--- Dataset extract Enclosed Below ---

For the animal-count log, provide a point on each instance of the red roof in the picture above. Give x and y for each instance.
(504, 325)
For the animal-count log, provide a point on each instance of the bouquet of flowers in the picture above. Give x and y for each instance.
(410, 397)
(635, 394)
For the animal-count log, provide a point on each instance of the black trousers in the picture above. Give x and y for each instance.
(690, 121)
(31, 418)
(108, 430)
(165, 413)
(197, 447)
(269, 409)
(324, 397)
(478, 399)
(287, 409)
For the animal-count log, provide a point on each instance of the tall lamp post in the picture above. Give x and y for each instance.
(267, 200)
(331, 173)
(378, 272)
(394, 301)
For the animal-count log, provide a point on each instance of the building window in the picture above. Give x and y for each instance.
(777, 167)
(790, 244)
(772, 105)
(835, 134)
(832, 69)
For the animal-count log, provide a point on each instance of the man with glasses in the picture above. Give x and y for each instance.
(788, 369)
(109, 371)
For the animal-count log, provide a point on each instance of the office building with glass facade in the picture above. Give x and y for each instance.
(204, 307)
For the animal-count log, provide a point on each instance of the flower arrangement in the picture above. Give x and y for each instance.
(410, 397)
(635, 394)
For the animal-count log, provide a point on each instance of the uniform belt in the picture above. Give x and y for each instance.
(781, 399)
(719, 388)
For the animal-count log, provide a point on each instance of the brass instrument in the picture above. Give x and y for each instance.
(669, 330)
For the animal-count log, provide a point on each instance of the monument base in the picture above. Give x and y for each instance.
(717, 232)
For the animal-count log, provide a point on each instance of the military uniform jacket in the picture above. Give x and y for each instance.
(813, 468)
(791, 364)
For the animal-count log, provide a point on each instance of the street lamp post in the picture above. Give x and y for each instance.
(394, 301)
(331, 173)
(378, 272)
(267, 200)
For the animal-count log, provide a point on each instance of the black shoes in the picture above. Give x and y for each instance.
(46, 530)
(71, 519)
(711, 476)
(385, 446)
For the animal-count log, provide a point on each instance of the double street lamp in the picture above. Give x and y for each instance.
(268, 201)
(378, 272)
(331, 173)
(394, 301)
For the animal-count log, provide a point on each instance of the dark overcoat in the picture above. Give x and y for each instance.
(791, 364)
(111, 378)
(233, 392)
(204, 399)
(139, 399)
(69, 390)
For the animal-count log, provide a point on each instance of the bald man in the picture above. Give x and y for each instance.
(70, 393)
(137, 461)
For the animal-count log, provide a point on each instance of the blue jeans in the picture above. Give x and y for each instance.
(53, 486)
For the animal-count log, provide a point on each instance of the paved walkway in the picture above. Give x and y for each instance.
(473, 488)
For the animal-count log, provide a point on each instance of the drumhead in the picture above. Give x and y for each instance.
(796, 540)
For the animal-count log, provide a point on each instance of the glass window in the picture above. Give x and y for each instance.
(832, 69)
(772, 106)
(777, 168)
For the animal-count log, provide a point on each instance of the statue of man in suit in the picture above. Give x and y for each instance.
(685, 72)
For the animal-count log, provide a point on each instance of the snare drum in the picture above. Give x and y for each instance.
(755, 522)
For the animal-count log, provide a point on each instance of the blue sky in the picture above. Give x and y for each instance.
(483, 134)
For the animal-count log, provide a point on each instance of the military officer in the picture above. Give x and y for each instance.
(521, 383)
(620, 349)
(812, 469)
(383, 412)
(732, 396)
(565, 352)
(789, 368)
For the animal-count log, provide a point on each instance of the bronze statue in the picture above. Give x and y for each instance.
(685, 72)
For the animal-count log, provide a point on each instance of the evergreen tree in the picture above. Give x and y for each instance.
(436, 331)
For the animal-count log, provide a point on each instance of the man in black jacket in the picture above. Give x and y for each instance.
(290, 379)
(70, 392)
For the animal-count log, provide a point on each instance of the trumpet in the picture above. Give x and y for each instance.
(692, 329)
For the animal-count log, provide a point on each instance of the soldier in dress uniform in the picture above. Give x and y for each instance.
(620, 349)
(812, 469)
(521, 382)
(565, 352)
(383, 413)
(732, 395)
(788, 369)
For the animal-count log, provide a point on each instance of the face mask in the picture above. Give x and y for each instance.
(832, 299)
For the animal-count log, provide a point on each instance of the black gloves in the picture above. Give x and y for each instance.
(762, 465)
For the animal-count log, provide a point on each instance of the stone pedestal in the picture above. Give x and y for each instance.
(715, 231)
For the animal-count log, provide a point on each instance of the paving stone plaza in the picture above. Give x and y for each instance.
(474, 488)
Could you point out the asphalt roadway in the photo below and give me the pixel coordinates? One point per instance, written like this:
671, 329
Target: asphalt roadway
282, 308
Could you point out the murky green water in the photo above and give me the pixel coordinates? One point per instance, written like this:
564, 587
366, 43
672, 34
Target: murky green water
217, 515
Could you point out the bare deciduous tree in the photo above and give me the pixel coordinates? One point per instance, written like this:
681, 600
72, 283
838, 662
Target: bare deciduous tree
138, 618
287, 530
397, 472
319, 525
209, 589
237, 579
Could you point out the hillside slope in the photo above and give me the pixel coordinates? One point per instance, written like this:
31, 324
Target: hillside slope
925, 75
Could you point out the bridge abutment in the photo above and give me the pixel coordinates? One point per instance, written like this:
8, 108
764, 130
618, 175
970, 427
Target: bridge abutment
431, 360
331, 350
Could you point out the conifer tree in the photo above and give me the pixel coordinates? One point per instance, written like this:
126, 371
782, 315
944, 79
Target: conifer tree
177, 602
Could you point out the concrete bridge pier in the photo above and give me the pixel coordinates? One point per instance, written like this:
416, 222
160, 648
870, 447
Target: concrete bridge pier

--- End of Enclosed Dataset extract ---

- _Requirement_: Your answer should consist of copies of the lines above that include the string "pier".

- _Exercise output_:
Could you point out the concrete bridge pier in the photo above and give me the pixel coordinates? One point per instance, written like this:
Target: concrete bridge pier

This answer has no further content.